begin Recorded information
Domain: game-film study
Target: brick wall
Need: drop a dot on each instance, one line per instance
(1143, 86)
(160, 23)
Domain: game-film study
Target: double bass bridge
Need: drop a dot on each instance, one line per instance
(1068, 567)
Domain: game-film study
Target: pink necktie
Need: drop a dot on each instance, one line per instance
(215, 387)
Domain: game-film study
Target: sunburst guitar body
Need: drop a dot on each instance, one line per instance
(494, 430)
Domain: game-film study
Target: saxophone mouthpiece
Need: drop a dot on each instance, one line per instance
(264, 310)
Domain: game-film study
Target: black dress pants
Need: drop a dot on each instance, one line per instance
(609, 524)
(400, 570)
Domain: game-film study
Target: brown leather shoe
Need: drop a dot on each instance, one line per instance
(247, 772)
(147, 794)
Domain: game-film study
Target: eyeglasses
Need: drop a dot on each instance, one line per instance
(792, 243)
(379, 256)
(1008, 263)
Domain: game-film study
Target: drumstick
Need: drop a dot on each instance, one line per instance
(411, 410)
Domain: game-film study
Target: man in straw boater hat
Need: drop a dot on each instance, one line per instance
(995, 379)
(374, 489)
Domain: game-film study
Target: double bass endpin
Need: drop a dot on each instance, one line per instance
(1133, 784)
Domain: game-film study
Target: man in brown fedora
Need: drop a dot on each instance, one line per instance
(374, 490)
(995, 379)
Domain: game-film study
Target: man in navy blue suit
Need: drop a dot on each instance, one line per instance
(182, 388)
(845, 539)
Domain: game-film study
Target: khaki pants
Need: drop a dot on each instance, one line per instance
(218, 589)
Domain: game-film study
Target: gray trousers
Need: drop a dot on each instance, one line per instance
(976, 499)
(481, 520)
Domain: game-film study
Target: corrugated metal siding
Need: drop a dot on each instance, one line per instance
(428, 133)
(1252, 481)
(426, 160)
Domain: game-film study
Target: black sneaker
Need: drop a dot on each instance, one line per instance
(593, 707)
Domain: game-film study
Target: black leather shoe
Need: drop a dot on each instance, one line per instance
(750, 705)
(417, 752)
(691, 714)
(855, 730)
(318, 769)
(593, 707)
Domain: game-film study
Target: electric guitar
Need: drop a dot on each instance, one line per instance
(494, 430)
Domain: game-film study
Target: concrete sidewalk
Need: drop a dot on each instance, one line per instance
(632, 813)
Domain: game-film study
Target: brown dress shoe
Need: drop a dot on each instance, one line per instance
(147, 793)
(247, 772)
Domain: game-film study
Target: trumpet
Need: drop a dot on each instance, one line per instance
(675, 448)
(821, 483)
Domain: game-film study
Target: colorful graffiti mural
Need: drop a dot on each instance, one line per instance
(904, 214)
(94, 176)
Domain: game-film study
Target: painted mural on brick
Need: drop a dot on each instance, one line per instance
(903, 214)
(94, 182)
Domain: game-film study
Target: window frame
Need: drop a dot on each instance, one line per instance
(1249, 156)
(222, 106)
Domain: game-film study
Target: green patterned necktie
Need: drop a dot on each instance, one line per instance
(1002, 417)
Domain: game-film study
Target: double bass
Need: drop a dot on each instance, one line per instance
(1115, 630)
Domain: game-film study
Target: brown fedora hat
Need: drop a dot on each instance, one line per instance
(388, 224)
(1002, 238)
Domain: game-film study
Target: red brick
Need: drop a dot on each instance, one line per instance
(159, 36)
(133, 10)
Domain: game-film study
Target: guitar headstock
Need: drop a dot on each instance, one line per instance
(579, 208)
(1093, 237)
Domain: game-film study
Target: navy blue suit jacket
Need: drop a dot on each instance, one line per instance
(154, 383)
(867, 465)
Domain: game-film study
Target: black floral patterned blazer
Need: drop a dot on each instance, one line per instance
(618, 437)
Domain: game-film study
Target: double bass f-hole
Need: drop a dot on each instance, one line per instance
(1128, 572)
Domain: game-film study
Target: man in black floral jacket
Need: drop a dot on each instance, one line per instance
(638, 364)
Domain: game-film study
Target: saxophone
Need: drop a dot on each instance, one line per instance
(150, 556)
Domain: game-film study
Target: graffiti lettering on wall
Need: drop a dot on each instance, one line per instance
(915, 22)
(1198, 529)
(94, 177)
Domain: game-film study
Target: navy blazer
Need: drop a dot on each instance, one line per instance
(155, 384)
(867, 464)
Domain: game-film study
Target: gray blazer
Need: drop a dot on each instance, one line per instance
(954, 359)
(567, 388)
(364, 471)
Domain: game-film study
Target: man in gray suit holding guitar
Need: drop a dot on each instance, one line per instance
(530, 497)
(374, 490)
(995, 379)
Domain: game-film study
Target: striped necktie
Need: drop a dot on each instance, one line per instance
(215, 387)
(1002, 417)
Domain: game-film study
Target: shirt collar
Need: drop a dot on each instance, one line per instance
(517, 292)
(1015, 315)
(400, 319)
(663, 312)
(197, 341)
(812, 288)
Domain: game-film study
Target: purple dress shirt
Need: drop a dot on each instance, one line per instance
end Recorded information
(Objective)
Reproduce the entire listing above, line for line, without changing anything.

(Answer below)
Domain: game-film study
Target: brick wall
Need: drop a dot on each instance, one line per instance
(1143, 86)
(160, 23)
Domain: game-film study
Target: double bass bridge
Need: drop a dot on each instance, one line per instance
(1068, 567)
Domain: game-film study
Target: pink necktie
Need: drop a dot on each instance, one line per instance
(215, 387)
Domain: game-film study
Target: sunburst guitar body
Need: drop a dot on each instance, one line per instance
(494, 430)
Domain: game-film study
Target: saxophone mouthpiece
Need: drop a dot on each instance, one line per instance
(264, 310)
Domain: game-film study
Target: black dress pants
Need: drop a dot on each instance, one line per instance
(609, 524)
(400, 570)
Domain: game-film study
Target: brown leather shoe
Need: drop a dot on each instance, one line per instance
(247, 772)
(147, 794)
Domain: game-film study
Target: eyeglasses
Need: drop a dot on each instance, one line per instance
(792, 243)
(379, 256)
(1008, 263)
Domain: game-film study
Target: drumstick
Need: drop a dot on each instance, one line per instance
(411, 410)
Domain: game-film study
Target: man in straw boater hat
Need: drop a dot on each instance, one line per instance
(995, 379)
(374, 489)
Domain: game-film study
Target: double bass endpin
Need: drop a dot on each instance, one line per instance
(1133, 784)
Domain: game-film study
Target: man in brown fedora
Need: drop a dot on each instance, one line per instance
(374, 490)
(995, 379)
Domain: game-film study
Target: man in navy blue suit
Need: drop a dot on each instance, one line per instance
(182, 388)
(845, 539)
Domain: game-film study
Target: khaki pants
Need: drop a dot on each instance, one line per instance
(218, 589)
Domain: game-film study
Target: gray trousers
Need: drop a dot on each instance, one line per instance
(976, 499)
(481, 520)
Domain: game-film study
Target: corrugated metal siding
Need: drop a dot on each instance, one line per instance
(428, 133)
(1252, 481)
(426, 160)
Domain: game-film study
Target: black sneaker
Need: drop a dot on each instance, one line per instance
(593, 707)
Domain: game-film study
Target: black leather shoe
Need: drop a dot on each instance, one line per instance
(750, 705)
(417, 752)
(691, 714)
(855, 730)
(318, 769)
(593, 707)
Domain: game-film study
Target: electric guitar
Need: drop a dot on each instance, one line per instance
(494, 430)
Domain: game-film study
Target: concrete sidewalk
Need: drop a dot on each instance, one line per instance
(632, 813)
Domain: game-film study
Target: brown dress shoe
Need: drop a dot on each instance, one line per instance
(147, 793)
(247, 772)
Domain: game-film study
Target: trumpet
Need: drop a dot on each instance, one line per instance
(675, 448)
(821, 483)
Domain: game-film study
Target: colorful graffiti mural
Need: drop a dot on each instance, one line per instance
(904, 214)
(94, 176)
Domain: game-film study
Target: painted mural on brick
Need: drop a dot on each instance, one line per instance
(903, 214)
(94, 182)
Domain: game-film study
Target: window frame
Need: drop a dot on each instance, one line per instance
(1249, 156)
(222, 106)
Domain: game-film study
Target: green patterned necktie
Need: drop a dot on each instance, one line per instance
(1002, 417)
Domain: game-film study
Target: double bass
Need: drop a dot on each instance, one line per instance
(1115, 630)
Domain: game-film study
Target: brown fedora hat
Need: drop a dot on each instance, one line per instance
(388, 224)
(1002, 238)
Domain: game-film study
Target: red brick
Need: drop a dot on each instance, one line per instance
(159, 36)
(133, 10)
Domain: game-film study
Target: guitar headstock
Need: drop a dot on each instance, one line per instance
(579, 208)
(1093, 237)
Domain: game-film study
Target: navy blue suit jacket
Need: drop a dot on each instance, one line per instance
(154, 383)
(867, 465)
Domain: game-film study
Target: black floral patterned blazer
Need: drop a dot on each instance, one line per instance
(618, 437)
Domain: game-film study
Target: double bass f-hole
Need: drop a dot on each instance, one line per instance
(1128, 572)
Domain: game-film study
Target: man in black floral jacket
Need: drop a dot on each instance, one line per instance
(638, 364)
Domain: game-film study
Target: saxophone
Need: drop a dot on each instance, one line per instance
(150, 556)
Domain: game-film study
Target: graffiti lettering on wall
Need: drop a dot on each instance, one line per instance
(915, 22)
(1198, 529)
(94, 177)
Domain: game-film study
Target: navy blazer
Need: drop a dot on each instance, one line per instance
(155, 384)
(867, 464)
Domain: game-film study
Target: gray blazer
Need: drop a dot on each instance, one line per instance
(954, 359)
(567, 388)
(364, 471)
Domain: game-film study
Target: man in gray suit holding guitar
Need: drop a dot on each instance, one line per instance
(530, 497)
(374, 490)
(995, 379)
Domain: game-film study
Target: striped necktie
Need: drop a dot on each instance, one line per instance
(215, 387)
(1002, 417)
Domain: game-film study
Target: shirt collar
Need: drop a dot on each instance, one line per instance
(517, 292)
(1015, 315)
(400, 319)
(663, 312)
(197, 341)
(812, 288)
Domain: game-film study
Target: purple dress shirt
Need: drop a dot on each instance, one line per instance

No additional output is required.